> **Tekstfragment**
3. Hoofdstuk 5 Flashcards
Noem de belangrijkste bronnen van internationaal recht
1) Gewoonterecht
2) Verdragen
3) Besluiten van IO
4) Algemene rechtsbeginselen
5) Billijkheid
6) Eenzijdige rechtshandelingen
7) Beslissingen van rechterlijke tribunalen (secundaire rol)
Wanneer ontstaat gewoonterecht?
1) Er moet sprake zijn van een algemene praktijk (voldoende staten gedragen zich ernaar)
2) Er moest sprake zijn van een rechtsovertuiging (opinio juris)
Aan welke twee eisen moet statenpraktijk voldoen om tot vorming van een regel van gewoonterecht te kunnen leiden?
1) Ze moet omvangrijk zijn
2) Ze moet vrijwel uniform zijn
Tussen welke drie gevallen is te onderscheiden waarbij meer beperkte vormen van gewoonterecht bestaan?

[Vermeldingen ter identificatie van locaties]
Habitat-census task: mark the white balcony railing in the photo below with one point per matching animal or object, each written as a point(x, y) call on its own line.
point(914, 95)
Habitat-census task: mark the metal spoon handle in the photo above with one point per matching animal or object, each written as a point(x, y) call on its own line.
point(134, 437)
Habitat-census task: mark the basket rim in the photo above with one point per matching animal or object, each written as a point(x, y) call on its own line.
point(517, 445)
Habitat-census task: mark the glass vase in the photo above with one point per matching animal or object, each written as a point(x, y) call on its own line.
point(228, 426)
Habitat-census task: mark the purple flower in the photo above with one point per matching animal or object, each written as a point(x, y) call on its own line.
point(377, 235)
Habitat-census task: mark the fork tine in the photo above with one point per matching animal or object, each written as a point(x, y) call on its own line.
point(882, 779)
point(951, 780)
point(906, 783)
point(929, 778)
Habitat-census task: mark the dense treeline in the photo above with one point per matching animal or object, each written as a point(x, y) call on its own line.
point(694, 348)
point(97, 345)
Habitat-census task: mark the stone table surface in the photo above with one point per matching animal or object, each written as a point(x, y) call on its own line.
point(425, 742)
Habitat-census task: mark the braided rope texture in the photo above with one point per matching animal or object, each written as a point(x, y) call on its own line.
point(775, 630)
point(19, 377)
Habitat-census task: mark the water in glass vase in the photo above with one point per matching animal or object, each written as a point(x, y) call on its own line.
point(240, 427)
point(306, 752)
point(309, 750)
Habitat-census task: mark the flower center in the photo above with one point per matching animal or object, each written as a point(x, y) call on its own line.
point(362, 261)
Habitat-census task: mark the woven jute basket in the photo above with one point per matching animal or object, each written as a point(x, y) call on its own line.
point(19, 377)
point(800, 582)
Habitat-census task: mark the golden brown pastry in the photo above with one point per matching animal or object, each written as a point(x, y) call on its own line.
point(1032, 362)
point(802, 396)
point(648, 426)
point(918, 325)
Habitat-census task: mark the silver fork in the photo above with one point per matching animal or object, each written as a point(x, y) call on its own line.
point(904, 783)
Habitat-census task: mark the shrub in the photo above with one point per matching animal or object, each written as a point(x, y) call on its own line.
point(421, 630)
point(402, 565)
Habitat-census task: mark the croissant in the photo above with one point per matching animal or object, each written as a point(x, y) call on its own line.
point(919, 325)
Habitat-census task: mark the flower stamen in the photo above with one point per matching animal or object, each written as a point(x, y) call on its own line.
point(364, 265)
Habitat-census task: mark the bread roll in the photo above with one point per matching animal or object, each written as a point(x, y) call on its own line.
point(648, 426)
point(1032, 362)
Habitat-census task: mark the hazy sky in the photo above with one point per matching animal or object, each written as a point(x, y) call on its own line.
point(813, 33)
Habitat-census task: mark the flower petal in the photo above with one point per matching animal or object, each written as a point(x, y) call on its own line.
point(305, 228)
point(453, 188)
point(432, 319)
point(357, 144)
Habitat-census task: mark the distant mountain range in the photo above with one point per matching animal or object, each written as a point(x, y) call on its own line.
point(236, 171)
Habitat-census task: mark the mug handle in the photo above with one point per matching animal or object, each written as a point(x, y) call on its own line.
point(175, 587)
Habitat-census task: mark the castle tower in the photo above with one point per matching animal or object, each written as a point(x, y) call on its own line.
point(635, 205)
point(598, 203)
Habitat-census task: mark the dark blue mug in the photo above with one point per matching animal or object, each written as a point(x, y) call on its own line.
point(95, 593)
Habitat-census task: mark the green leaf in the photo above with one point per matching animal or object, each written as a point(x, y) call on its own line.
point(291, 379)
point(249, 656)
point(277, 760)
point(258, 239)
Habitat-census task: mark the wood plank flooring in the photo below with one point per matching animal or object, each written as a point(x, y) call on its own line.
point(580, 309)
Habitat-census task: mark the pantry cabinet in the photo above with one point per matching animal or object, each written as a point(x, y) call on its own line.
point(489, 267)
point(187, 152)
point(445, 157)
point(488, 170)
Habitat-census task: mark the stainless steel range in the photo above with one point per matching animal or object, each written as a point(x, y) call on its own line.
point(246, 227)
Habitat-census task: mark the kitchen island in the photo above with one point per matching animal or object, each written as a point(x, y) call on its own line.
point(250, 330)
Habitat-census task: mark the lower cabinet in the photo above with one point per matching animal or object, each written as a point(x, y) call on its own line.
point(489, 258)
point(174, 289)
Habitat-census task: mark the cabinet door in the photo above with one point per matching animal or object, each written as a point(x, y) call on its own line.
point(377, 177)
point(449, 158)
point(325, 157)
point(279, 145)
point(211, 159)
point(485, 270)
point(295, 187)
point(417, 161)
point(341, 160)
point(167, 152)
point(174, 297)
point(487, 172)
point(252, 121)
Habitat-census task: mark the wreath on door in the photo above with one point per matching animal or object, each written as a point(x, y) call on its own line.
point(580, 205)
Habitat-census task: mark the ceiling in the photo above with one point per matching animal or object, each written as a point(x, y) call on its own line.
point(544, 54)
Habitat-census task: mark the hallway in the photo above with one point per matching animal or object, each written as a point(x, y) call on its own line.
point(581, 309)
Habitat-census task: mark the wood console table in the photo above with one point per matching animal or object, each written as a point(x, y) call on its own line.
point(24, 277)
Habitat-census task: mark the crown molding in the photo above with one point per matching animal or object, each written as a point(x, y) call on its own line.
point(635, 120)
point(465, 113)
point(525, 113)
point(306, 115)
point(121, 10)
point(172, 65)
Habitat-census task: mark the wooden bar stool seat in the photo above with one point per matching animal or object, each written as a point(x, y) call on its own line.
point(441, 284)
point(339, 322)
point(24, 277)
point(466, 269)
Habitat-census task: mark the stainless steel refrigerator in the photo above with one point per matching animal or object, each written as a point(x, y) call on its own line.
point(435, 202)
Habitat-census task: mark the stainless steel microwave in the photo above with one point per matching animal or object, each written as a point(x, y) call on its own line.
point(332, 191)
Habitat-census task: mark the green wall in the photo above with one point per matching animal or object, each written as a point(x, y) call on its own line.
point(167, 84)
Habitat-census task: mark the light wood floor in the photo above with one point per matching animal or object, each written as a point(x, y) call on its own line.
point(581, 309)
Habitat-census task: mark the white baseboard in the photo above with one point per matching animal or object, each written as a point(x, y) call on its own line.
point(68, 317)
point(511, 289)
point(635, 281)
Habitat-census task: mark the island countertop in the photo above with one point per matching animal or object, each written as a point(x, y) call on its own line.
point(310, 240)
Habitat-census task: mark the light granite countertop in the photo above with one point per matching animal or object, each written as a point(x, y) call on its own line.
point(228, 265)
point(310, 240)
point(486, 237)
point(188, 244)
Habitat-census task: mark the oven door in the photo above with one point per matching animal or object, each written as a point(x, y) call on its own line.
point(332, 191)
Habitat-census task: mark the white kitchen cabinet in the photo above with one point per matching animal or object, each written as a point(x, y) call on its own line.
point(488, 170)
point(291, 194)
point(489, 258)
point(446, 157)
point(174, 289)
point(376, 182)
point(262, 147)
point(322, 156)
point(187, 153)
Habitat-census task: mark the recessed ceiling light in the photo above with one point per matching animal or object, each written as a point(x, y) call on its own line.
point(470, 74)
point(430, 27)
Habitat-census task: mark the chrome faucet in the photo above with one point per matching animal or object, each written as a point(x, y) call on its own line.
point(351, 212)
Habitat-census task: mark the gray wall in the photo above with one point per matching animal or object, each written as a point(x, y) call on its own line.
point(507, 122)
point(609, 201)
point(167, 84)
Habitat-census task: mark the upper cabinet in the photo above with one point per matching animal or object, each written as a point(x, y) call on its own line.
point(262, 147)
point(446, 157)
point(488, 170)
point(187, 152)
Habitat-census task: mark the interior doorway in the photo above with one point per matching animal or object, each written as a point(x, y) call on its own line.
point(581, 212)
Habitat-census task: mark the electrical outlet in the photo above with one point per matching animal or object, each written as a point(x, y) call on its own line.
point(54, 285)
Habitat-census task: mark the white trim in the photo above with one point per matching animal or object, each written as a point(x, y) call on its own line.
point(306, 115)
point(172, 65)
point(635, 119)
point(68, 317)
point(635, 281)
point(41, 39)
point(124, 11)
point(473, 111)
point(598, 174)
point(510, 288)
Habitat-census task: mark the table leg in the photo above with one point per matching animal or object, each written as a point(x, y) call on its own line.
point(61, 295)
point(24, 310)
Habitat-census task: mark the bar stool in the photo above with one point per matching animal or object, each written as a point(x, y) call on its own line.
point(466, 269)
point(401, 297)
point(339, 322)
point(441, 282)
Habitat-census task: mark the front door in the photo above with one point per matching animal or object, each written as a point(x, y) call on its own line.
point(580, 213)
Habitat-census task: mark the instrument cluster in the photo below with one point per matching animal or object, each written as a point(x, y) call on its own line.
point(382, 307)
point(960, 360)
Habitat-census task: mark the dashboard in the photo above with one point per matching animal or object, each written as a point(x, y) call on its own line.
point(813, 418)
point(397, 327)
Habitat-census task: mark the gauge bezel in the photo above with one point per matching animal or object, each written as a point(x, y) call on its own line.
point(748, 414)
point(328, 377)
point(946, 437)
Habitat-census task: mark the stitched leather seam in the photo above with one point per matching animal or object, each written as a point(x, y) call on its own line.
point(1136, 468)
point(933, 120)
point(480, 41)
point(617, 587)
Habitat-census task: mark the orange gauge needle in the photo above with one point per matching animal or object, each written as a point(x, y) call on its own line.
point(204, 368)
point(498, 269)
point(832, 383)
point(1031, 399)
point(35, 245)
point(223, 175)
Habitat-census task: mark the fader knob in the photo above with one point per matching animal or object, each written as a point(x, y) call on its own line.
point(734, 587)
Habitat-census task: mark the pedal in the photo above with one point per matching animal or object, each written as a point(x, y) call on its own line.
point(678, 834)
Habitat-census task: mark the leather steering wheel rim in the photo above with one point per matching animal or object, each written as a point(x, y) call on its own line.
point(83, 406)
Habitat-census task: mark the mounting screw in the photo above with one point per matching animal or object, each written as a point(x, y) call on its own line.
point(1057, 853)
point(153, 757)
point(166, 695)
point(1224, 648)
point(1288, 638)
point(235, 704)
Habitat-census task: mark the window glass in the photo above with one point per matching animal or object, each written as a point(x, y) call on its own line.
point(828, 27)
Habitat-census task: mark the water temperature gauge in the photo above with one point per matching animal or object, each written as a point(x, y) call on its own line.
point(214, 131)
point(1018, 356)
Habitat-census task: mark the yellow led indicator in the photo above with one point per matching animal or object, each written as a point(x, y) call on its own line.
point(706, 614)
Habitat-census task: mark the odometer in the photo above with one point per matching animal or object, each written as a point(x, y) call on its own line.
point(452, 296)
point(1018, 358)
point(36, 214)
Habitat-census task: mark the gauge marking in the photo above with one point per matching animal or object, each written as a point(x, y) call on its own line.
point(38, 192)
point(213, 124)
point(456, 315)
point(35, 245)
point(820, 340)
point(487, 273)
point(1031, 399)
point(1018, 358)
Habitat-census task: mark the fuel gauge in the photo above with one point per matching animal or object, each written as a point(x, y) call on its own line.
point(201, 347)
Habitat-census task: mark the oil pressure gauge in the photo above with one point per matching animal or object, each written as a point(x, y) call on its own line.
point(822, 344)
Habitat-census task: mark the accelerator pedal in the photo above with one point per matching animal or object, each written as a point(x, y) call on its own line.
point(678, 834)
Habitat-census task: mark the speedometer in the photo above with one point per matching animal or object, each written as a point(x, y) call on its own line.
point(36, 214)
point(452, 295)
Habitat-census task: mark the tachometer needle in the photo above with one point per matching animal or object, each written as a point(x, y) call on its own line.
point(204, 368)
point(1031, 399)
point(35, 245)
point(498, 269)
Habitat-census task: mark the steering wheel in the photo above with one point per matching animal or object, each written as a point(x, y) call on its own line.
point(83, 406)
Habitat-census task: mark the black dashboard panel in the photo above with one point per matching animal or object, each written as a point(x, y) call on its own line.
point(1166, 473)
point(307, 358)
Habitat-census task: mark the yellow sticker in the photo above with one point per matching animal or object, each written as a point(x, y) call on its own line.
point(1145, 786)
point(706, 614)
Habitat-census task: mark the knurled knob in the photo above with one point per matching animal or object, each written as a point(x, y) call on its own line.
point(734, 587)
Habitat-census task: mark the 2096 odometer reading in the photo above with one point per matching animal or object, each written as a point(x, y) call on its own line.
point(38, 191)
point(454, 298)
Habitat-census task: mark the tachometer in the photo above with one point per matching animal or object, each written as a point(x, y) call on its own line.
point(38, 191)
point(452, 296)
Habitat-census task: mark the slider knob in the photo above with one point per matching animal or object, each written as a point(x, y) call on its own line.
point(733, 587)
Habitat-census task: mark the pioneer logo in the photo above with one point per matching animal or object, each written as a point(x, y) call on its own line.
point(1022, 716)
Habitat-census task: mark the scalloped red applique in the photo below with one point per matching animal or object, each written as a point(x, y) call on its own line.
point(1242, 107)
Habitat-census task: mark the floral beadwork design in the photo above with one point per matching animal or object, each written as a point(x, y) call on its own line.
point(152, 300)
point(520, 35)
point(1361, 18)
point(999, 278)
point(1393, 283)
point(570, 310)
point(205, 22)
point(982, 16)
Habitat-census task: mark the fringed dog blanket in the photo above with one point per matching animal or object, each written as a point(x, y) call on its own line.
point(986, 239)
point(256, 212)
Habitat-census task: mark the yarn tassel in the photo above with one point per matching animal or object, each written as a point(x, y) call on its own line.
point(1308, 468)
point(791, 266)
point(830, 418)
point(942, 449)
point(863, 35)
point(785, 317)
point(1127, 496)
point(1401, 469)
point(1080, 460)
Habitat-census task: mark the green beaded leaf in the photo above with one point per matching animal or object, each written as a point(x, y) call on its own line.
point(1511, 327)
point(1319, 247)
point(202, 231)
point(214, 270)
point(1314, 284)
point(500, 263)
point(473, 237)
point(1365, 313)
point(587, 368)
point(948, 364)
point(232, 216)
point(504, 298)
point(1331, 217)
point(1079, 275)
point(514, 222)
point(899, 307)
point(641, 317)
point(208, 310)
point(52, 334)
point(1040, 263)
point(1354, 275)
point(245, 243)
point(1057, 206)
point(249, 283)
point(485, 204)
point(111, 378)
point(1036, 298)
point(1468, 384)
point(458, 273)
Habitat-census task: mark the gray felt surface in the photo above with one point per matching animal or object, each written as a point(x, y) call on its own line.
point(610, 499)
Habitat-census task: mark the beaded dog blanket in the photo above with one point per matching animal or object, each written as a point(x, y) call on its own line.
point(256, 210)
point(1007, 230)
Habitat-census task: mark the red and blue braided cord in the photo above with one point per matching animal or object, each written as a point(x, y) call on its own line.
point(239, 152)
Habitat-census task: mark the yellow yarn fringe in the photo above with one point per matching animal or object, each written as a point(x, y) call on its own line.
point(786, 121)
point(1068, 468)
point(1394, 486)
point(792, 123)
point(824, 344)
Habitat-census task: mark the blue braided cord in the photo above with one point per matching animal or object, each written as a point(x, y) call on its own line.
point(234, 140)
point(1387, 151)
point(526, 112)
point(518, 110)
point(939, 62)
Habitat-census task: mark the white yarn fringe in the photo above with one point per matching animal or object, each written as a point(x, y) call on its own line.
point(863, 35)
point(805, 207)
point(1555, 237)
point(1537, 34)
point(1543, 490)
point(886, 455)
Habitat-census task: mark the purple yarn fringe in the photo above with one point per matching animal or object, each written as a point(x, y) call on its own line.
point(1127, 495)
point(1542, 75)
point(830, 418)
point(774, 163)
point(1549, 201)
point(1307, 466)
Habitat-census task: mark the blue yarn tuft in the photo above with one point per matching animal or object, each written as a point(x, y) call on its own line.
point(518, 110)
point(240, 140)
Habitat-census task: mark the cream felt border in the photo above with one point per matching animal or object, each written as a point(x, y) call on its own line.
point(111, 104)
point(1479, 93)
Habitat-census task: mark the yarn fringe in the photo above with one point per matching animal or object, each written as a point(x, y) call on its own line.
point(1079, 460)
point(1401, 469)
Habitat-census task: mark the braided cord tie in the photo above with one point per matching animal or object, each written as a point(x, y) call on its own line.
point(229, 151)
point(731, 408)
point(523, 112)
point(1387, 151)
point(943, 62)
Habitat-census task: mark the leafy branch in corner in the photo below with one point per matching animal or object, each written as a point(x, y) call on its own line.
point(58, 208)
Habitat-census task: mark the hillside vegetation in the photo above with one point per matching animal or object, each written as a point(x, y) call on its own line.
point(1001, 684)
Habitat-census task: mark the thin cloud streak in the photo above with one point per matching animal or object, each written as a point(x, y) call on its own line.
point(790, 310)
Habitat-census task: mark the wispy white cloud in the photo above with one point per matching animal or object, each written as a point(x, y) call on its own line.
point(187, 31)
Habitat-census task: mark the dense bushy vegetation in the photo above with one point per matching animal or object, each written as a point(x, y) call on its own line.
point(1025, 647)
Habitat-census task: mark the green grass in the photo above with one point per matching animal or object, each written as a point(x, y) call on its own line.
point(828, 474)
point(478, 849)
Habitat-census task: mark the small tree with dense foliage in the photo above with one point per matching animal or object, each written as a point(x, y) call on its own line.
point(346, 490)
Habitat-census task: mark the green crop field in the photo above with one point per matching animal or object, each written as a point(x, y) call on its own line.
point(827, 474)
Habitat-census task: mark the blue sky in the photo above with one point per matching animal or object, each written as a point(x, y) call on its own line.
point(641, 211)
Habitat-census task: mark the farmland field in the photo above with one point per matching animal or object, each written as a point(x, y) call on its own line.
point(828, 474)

> **Uit te voeren taken**
1. Aan welke twee eisen moet statenpraktijk volgens de flashcards over internationaal recht voldoen om tot een regel van gewoonterecht te kunnen leiden?
2. Pak de flashcards over internationaal recht weer op en zet ze voort na de laatste vraag die erin staat.
De records zijn afkomstig uit een andere bron dan het tekstfragment.

> **Antwoordenlijst**
1. Zij moet omvangrijk en vrijwel uniform zijn.

2.
1) Regionaal gewoonterecht
2) Persistent objectors
3) Bilaterale rechtsbetrekkingen
Welke 3 soorten verdragen zijn er?
1) Contractuele verdragen (tussen x aantal partijen geldig)
2) Rechtscheppende/collectieve verdagen (meer algemene gelding)
3) Dispositieve verdragen (stellen een rechtspositie vast die voor andere staten wel juridisch relevant is)
Geef 3 redenen waarom samenloop tussen verdragen en gewoonterecht van belang kan zijn
1) Staten die geen partij zijn bij een verdrag kunnen aan de inhoud van een verdrag gebonden worden voor zover dat de status van gewoonterecht heeft.
2) De bevoegdheid van internationale tribunalen kan beperkt zijn tot gewoonterecht. Via de omweg van gewoonterecht kan dan toch een beroep op verdrag worden gedaan.
3) Samenloop kan van belang zijn voor de toepassing van internationaal recht in de nationale rechtsorde, bv. bij het VK.
Welke 3 typen van totstandkoming van besluiten van IO kunnen worden onderscheiden?
1) Bij unanimiteit
2) Bij consensus (na onderhandelingen vastgesteld dat alle leden met besluit kunnen leven, geen stemming)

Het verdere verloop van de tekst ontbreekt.